**DIRECTIVE 1**
Say whether each statement below agrees with the PySpark schema passage, answering yes or no and quoting the deciding words of the passage: (a) The infer_schema option always defines the best datatype. (b) In the schema built with StructType, InvoiceDate is set to TimestampType. (c) Mixed values in StockCode are presented as null by the permissive mode.
START PASSAGE PROVIDED
The infer_schema option will not always define the best datatype..
Improves performance when reading large databases.
Allows customization of column types.
It’s an important skill that can help you on the app rewriting (pandas code)

df.printSchema()

root
 |-- InvoiceNo: string (nullable = true)
 |-- StockCode: string (nullable = true)
 |-- Description: string (nullable = true)
 |-- Quantity: integer (nullable = true)
 |-- InvoiceDate: string (nullable = true)
 |-- UnitPrice: double (nullable = true)
 |-- CustomerID: double (nullable = true)
 |-- Country: string (nullable = true)

# Using the StructType object can make you define the type of each variable. Invoice was a string and now I want pyspark to change to int

from pyspark.sql.types import StructType, StructField, IntegerType, StringType, DateType, DoubleType, TimestampType
schema_df = StructType([
    StructField("InvoiceNo", IntegerType()),
    StructField("StockCode", IntegerType()),
    StructField("Description", StringType()),
    StructField("Quantity", IntegerType()),
    StructField("InvoiceDate", TimestampType()),
    StructField("UnitPrice", DoubleType()),
    StructField("CustomerID", DoubleType()),
    StructField("Country", StringType())
])

# checking the schema_df type
type(schema_df)

Out[114]: pyspark.sql.types.StructType

# using the schema() parameter

df = spark.read.format("csv")\
.option("header", "True")\
.schema(schema_df)\
.option("timestampFormat",'yyyy-/MM/DD hh:mm:ss')\
.load("/FileStore/tables/bronze/2010_12_01.csv")

df.printSchema()

root
 |-- InvoiceNo: integer (nullable = true)
 |-- StockCode: integer (nullable = true)
 |-- Description: string (nullable = true)
 |-- Quantity: integer (nullable = true)
 |-- InvoiceDate: timestamp (nullable = true)
 |-- UnitPrice: double (nullable = true)
 |-- CustomerID: double (nullable = true)
 |-- Country: string (nullable = true)

display(df.head(10))

# We defined the StockCode to be integer, but some values have int AND strings mixed, so it will not be able to transform these values into int
# The mixed values are going to be presented AS NULL by the permissive mode.

What if we switch our reading mode?
END PASSAGE PROVIDED
START RECORDS SUPPLIED
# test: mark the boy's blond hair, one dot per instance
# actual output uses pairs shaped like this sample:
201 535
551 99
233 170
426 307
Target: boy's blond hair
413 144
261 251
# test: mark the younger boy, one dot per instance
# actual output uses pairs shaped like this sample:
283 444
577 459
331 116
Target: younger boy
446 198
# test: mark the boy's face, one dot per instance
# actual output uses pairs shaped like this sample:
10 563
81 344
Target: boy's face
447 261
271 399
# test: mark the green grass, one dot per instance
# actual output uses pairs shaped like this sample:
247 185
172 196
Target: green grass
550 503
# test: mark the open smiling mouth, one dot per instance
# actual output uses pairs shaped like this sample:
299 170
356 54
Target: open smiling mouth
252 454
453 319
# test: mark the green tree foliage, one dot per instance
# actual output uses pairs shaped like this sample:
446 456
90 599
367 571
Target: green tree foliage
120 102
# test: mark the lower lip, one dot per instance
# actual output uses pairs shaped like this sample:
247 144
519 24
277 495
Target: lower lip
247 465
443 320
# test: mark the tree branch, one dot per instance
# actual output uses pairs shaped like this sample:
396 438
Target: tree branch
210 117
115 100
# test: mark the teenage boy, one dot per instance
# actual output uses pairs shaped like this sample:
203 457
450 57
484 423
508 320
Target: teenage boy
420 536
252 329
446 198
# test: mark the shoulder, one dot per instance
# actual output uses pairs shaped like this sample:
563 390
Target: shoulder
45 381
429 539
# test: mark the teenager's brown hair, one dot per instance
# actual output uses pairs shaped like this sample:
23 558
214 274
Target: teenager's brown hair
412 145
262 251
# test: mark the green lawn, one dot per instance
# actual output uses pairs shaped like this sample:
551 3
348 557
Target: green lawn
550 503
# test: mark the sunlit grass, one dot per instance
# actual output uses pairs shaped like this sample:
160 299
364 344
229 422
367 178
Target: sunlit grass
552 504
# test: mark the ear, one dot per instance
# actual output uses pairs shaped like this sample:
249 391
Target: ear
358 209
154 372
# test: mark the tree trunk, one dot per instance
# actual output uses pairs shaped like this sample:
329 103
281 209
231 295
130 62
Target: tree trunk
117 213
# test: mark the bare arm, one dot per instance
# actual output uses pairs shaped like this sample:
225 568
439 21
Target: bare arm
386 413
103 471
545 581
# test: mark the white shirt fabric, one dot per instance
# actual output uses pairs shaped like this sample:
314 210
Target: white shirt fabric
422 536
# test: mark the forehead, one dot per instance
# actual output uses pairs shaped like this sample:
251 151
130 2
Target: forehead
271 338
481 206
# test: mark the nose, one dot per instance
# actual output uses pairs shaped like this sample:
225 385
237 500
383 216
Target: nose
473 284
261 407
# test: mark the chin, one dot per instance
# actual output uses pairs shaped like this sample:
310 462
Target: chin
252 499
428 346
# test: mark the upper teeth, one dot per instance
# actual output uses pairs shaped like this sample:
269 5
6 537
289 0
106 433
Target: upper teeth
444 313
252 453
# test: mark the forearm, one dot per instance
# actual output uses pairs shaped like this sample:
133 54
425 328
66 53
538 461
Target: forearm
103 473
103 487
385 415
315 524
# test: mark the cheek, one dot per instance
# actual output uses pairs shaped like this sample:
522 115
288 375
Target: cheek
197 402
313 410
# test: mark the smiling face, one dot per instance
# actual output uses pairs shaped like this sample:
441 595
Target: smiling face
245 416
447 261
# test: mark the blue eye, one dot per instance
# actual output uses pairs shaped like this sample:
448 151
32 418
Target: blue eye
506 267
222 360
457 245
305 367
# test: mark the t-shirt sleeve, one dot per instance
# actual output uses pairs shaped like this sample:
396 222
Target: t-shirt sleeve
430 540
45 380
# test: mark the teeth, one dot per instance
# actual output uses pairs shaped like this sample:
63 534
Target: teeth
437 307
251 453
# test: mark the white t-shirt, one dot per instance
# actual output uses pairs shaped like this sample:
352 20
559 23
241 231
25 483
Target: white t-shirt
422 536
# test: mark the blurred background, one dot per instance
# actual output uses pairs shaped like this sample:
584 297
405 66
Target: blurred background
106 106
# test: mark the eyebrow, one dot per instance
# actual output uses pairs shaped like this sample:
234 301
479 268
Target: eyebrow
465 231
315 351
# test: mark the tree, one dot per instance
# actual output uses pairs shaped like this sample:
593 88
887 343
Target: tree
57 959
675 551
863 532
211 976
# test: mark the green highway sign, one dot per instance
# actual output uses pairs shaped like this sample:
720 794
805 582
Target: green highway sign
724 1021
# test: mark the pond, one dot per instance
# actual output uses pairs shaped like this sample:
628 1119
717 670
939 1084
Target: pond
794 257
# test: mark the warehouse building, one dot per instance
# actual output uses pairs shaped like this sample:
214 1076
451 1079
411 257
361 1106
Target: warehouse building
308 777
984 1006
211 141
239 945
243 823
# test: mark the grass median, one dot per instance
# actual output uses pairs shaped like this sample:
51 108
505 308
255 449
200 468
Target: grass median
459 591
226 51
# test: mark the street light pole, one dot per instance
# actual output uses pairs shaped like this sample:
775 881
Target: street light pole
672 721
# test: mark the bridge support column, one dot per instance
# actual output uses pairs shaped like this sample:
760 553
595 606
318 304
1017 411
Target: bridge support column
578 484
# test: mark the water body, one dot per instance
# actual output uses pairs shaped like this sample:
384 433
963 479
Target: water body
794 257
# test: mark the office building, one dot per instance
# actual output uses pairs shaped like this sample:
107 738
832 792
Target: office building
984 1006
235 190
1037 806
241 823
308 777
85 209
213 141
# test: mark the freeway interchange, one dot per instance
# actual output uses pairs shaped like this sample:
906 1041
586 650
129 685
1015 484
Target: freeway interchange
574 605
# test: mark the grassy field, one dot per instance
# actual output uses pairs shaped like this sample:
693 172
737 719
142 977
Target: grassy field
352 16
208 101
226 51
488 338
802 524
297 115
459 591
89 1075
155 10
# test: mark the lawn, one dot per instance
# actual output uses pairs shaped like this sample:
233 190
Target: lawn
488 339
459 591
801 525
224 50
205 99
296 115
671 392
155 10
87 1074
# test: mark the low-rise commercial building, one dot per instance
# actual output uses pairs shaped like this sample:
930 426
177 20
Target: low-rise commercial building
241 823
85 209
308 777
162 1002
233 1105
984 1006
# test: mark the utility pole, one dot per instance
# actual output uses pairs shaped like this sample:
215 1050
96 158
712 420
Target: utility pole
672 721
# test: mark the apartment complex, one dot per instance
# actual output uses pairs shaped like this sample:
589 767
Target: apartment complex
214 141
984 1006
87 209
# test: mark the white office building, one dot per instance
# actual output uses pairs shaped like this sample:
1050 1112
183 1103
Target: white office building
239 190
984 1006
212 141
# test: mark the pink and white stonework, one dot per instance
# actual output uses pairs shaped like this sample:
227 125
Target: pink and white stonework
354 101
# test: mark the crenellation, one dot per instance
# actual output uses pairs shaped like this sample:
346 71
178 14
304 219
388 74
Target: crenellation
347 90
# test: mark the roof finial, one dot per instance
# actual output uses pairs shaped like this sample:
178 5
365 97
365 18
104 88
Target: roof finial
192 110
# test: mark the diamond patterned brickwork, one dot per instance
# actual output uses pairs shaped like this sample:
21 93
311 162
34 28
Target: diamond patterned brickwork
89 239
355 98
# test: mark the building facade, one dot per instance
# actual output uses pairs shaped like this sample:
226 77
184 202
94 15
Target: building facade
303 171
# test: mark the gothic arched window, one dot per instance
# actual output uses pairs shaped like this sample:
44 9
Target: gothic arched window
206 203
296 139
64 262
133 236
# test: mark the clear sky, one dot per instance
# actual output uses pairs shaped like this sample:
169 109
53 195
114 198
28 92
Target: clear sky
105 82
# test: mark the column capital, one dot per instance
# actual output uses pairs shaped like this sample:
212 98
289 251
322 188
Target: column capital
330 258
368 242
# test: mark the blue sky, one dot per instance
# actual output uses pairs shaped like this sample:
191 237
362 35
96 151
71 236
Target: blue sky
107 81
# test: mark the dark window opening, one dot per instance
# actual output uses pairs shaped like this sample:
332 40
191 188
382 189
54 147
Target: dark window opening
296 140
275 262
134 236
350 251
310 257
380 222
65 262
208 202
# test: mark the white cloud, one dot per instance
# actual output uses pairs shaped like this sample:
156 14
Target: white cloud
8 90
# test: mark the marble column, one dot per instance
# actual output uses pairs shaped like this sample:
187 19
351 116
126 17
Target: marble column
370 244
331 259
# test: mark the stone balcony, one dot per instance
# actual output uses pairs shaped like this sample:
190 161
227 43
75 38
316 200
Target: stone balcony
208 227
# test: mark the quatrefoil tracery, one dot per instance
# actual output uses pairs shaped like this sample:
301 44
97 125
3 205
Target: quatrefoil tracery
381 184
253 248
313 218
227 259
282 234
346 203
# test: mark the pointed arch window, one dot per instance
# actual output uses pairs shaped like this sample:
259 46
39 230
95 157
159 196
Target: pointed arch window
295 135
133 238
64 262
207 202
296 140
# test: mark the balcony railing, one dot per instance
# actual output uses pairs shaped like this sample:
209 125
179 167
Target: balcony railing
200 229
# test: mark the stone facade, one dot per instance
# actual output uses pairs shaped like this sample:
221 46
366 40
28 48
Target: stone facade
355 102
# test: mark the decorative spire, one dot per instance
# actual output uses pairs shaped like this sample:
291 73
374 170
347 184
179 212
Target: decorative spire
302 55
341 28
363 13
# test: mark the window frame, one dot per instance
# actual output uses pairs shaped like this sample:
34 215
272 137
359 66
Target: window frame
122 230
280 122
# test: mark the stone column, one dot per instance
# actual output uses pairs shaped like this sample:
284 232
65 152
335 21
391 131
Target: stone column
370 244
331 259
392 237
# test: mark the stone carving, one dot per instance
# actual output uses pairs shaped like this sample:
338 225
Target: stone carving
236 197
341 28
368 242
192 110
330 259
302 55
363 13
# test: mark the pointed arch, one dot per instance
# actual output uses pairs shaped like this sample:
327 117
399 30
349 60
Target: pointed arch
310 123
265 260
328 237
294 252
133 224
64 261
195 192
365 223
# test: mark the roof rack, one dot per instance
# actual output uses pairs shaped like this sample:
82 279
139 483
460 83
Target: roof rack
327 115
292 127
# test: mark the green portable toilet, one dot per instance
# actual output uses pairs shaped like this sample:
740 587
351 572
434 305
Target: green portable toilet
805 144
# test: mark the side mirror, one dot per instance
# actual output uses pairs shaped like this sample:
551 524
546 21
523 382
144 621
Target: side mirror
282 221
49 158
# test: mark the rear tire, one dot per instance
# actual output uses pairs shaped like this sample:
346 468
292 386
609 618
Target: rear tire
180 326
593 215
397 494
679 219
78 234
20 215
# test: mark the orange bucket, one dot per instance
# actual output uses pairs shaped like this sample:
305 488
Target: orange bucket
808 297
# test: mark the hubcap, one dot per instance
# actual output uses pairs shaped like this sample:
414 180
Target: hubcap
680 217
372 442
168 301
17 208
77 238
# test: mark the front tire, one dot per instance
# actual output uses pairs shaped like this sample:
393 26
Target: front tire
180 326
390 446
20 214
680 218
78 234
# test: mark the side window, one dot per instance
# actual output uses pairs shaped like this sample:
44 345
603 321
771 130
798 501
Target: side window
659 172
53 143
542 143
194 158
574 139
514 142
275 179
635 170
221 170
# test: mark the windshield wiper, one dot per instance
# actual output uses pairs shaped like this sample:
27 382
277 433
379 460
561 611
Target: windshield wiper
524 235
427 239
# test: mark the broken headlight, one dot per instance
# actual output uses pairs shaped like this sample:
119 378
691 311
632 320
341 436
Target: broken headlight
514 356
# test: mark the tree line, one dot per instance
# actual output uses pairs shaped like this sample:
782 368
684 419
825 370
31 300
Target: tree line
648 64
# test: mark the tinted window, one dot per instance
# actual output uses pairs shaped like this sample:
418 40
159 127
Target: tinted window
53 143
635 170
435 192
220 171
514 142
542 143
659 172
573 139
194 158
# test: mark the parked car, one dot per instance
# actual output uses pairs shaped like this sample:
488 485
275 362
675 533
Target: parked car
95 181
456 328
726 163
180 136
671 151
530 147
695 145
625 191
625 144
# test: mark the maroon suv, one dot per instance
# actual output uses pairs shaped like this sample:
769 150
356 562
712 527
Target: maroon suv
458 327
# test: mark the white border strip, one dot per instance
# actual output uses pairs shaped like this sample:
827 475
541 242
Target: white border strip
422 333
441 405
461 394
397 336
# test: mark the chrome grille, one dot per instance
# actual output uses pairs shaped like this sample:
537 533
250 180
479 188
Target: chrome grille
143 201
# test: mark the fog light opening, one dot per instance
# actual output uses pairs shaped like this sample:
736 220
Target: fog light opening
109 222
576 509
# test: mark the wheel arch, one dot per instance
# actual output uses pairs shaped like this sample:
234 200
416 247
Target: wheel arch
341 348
END RECORDS SUPPLIED
**DIRECTIVE 2**
Count the lines of the records that contain the string "window", and give only the number.

**EXERCISE ANSWER 1**
(a) No: "The infer_schema option will not always define the best datatype"
(b) Yes: "StructField("InvoiceDate", TimestampType()),"
(c) Yes: "The mixed values are going to be presented AS NULL by the permissive mode."

**EXERCISE ANSWER 2**
12